- Objective
Can you repeat the records below verbatim, from their start up to and including the line that contains "column 248, row 525"? Leave the pictures out of your answer.

- Task input

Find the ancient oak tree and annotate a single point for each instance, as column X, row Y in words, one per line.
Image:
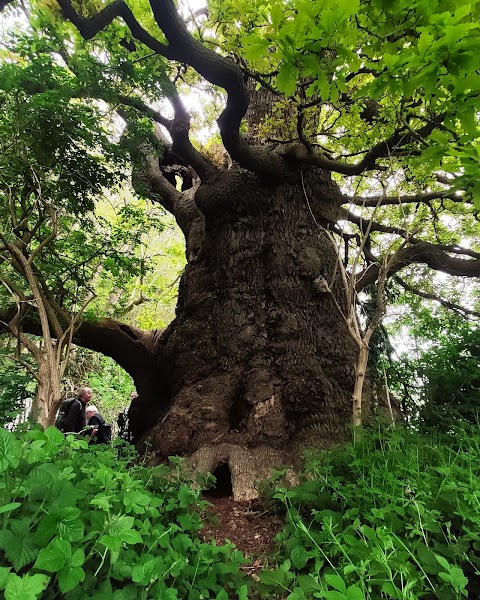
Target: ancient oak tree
column 342, row 124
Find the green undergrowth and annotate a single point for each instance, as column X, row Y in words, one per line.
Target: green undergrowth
column 79, row 522
column 395, row 516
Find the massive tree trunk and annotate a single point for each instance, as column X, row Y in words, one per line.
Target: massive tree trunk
column 258, row 361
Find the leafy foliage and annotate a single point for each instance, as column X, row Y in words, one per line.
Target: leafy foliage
column 15, row 385
column 78, row 521
column 394, row 516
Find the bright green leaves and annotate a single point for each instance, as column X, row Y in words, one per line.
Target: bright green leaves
column 9, row 451
column 17, row 543
column 383, row 518
column 108, row 539
column 59, row 558
column 119, row 531
column 28, row 587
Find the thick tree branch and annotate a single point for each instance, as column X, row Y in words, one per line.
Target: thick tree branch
column 89, row 28
column 367, row 226
column 450, row 305
column 392, row 200
column 130, row 347
column 399, row 139
column 424, row 253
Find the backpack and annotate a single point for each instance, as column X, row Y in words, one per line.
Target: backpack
column 62, row 416
column 106, row 433
column 123, row 422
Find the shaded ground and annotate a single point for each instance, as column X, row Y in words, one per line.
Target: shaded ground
column 246, row 524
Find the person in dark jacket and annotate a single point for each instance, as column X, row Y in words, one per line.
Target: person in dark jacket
column 76, row 417
column 97, row 423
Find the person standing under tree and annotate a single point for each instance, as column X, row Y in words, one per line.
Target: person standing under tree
column 76, row 418
column 123, row 421
column 97, row 422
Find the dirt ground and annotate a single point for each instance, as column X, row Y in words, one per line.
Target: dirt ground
column 248, row 525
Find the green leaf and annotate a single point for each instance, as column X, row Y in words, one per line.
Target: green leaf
column 287, row 79
column 276, row 15
column 69, row 577
column 18, row 545
column 28, row 587
column 355, row 593
column 9, row 450
column 54, row 436
column 55, row 556
column 443, row 562
column 4, row 571
column 10, row 507
column 299, row 557
column 336, row 582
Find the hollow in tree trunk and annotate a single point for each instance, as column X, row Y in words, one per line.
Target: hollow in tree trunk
column 258, row 361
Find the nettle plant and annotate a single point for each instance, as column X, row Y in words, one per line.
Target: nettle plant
column 394, row 516
column 81, row 522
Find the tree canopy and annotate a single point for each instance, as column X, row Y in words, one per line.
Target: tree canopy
column 383, row 96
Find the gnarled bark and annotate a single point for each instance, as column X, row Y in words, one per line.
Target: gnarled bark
column 258, row 355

- Answer
Find the ancient oak tree and annotate a single point for each instance, as column X, row Y in words, one per line.
Image:
Target: ancient oak tree
column 342, row 124
Find the green undergrowth and annotate a single point for each instance, as column X, row Y in words, one per line.
Target: green undergrowth
column 79, row 522
column 395, row 516
Find the massive tree trunk and annotate a single point for each instance, as column X, row Y in words, one per line.
Target: massive tree trunk
column 258, row 361
Find the leafy foliage and annotate a single point for each instance, as column X, row Y in words, one per line.
Target: leafy foliage
column 15, row 385
column 78, row 521
column 394, row 516
Find the bright green leaves and annotate a single point for each instance, as column X, row Y in words, one per line.
Target: bright green leaves
column 9, row 451
column 17, row 543
column 383, row 518
column 108, row 539
column 59, row 558
column 119, row 531
column 28, row 587
Find the thick tree branch and annotate a single point for each instance, as column X, row Y in words, one per line.
Target: thick tree branch
column 89, row 28
column 367, row 226
column 450, row 305
column 392, row 200
column 130, row 347
column 399, row 139
column 424, row 253
Find the backpack and annotate a single point for each instance, as column X, row Y in words, one per line.
Target: backpack
column 62, row 416
column 106, row 433
column 123, row 422
Find the shaded ground and annotate a single point for each instance, as column X, row Y in words, one per line.
Target: shaded ground
column 246, row 524
Find the person in dark jacket and annotate a single point for each instance, as column X, row Y in words, one per line.
Target: person in dark jacket
column 76, row 417
column 97, row 423
Find the person standing under tree and annotate a single point for each instance, as column X, row Y in words, one per line.
Target: person standing under tree
column 76, row 418
column 123, row 421
column 97, row 422
Find the dirt ground and annotate a single point for each instance, as column X, row Y in words, one per line.
Target: dirt ground
column 248, row 525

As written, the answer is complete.